_GOAL_
Find every line in the material below that contains the word "police", and copy each of those lines.

_EXERCISE DATA_
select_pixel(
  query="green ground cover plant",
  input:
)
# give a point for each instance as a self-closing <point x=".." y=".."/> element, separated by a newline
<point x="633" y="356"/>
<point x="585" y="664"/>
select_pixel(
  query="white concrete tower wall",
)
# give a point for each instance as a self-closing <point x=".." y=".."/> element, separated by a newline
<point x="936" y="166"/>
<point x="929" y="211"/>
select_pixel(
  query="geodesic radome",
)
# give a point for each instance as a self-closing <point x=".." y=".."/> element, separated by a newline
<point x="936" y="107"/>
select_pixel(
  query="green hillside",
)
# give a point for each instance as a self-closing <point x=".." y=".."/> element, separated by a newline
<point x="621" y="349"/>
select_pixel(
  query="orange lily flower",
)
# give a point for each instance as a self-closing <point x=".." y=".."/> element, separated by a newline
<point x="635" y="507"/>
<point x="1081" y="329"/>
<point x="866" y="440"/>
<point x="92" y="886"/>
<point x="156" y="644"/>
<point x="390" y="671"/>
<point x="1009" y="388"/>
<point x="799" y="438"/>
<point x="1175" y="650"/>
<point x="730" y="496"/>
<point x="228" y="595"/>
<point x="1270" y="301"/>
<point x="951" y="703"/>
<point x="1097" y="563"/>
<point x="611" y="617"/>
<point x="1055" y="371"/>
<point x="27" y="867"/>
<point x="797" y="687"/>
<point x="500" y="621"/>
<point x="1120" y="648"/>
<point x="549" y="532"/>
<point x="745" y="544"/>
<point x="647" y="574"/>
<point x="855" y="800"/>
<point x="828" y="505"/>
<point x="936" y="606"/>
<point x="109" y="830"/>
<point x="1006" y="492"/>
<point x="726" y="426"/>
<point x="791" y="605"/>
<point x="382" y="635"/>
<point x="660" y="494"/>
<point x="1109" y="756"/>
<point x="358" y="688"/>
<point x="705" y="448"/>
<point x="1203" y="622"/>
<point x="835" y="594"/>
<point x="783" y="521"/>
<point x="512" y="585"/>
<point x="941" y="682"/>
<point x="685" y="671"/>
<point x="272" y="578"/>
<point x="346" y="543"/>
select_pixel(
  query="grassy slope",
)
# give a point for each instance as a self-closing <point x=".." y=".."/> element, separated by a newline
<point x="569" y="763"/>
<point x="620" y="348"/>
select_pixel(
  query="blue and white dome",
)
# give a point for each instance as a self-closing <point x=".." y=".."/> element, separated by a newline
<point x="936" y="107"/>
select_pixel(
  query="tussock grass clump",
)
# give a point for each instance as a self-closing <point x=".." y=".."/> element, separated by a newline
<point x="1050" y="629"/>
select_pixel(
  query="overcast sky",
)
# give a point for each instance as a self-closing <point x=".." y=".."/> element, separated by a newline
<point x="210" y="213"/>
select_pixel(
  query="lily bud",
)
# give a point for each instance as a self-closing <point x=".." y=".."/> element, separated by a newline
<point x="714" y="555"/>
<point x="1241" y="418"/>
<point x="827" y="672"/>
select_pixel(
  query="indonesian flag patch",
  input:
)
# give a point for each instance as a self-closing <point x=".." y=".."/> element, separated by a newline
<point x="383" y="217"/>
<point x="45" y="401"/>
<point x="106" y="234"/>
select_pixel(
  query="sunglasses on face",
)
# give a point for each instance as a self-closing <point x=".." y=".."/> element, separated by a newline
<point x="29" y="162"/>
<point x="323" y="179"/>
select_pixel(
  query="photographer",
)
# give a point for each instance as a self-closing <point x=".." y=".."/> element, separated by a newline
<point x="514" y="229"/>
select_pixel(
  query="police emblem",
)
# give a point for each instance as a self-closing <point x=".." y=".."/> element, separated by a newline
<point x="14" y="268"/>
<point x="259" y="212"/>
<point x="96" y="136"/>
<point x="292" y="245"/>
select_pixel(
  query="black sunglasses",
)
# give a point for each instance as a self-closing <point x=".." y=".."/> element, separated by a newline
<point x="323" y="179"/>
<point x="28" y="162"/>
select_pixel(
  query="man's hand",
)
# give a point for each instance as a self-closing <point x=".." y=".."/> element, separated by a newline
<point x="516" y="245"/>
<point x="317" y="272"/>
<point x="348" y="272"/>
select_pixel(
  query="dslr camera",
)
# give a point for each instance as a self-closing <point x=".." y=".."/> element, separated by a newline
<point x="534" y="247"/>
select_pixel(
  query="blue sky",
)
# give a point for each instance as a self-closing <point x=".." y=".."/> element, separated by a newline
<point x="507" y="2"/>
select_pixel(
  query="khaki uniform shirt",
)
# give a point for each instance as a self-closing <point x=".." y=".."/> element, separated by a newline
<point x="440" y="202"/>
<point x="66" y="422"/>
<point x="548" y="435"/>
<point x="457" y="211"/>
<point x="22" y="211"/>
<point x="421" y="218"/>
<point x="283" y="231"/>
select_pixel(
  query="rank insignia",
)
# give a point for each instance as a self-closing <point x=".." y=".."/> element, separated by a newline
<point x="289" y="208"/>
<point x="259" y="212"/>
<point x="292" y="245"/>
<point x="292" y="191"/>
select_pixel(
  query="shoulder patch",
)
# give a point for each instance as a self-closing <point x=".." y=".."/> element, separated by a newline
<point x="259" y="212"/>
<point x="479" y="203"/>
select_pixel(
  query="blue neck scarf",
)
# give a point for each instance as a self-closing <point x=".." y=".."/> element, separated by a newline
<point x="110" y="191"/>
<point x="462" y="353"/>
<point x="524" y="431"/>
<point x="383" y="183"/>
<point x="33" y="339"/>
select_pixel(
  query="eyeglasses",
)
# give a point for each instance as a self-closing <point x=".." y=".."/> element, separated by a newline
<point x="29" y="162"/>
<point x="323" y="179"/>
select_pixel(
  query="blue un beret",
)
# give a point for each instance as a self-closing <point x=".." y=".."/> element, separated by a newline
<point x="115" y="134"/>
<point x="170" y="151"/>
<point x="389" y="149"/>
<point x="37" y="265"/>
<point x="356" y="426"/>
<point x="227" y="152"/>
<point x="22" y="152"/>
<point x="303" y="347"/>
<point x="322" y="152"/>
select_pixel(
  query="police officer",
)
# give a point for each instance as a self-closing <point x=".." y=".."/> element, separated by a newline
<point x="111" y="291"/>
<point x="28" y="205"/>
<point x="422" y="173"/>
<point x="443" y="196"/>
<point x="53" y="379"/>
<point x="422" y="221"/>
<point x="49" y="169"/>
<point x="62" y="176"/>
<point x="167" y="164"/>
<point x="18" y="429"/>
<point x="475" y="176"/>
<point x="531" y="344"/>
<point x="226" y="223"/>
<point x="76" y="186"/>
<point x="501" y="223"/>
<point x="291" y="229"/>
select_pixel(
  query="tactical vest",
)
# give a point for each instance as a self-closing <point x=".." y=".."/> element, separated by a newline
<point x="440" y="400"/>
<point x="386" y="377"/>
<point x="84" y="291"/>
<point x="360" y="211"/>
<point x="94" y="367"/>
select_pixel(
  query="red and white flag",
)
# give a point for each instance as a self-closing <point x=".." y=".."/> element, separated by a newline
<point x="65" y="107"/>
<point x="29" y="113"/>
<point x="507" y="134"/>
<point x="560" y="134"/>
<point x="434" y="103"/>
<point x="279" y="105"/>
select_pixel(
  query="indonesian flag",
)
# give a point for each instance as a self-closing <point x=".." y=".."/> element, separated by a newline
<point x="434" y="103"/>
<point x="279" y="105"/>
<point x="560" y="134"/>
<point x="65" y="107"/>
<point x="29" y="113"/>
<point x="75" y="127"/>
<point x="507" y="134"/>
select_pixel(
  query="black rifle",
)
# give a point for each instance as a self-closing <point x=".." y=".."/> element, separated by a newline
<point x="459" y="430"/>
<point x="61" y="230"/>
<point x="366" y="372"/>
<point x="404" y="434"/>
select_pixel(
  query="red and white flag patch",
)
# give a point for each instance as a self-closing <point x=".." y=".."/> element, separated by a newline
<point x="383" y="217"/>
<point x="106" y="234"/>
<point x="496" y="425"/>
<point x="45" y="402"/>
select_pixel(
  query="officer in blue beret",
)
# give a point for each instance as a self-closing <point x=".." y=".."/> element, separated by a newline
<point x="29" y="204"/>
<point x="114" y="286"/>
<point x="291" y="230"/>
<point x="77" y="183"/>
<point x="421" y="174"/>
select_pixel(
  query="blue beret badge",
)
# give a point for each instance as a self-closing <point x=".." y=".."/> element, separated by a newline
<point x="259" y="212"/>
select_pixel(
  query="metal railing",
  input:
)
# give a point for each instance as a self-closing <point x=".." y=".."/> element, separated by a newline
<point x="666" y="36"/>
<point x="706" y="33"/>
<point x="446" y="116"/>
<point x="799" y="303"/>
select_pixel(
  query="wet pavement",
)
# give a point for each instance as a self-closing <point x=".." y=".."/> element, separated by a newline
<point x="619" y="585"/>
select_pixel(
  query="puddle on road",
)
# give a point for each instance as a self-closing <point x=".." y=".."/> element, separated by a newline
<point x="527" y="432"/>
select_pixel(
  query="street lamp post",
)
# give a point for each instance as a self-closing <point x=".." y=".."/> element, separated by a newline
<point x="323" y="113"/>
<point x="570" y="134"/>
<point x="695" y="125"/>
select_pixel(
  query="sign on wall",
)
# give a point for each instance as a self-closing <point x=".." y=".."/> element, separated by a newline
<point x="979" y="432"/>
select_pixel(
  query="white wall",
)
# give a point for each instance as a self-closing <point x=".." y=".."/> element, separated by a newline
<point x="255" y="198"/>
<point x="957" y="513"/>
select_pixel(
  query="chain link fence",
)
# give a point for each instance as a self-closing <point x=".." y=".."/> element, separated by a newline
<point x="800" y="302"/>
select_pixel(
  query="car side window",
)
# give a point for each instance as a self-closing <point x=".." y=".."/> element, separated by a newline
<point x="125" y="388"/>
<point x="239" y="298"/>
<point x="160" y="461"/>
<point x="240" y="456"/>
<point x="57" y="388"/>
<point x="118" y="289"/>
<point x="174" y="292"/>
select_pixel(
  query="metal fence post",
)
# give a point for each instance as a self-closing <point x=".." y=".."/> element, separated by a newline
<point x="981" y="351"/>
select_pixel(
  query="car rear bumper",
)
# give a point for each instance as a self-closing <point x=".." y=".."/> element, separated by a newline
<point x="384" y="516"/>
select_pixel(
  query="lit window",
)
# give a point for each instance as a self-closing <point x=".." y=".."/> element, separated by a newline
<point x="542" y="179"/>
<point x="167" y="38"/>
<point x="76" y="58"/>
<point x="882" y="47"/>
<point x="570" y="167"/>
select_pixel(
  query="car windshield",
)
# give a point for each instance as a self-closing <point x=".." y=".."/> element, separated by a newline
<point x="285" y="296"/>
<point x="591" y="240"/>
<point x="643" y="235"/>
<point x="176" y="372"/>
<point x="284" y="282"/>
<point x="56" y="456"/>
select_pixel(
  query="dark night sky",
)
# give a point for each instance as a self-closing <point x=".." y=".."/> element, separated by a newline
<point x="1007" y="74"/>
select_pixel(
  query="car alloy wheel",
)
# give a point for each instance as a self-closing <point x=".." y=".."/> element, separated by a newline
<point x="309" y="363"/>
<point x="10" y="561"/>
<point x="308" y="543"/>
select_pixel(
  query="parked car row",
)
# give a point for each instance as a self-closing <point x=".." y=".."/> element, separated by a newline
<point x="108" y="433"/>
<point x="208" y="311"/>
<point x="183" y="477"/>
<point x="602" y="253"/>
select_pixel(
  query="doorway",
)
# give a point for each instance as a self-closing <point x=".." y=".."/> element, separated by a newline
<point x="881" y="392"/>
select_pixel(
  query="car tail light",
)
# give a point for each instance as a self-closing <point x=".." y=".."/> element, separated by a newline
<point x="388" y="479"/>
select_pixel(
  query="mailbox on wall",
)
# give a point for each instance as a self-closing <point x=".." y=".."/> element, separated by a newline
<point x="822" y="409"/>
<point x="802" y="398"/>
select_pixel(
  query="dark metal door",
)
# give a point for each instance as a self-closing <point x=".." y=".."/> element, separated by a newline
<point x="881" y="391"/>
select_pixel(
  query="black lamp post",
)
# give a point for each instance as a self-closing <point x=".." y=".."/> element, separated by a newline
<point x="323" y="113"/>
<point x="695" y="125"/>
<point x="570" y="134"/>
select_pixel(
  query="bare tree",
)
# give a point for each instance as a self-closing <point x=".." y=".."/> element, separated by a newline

_CORRECT ANSWER_
  query="police emblem",
  query="police officer",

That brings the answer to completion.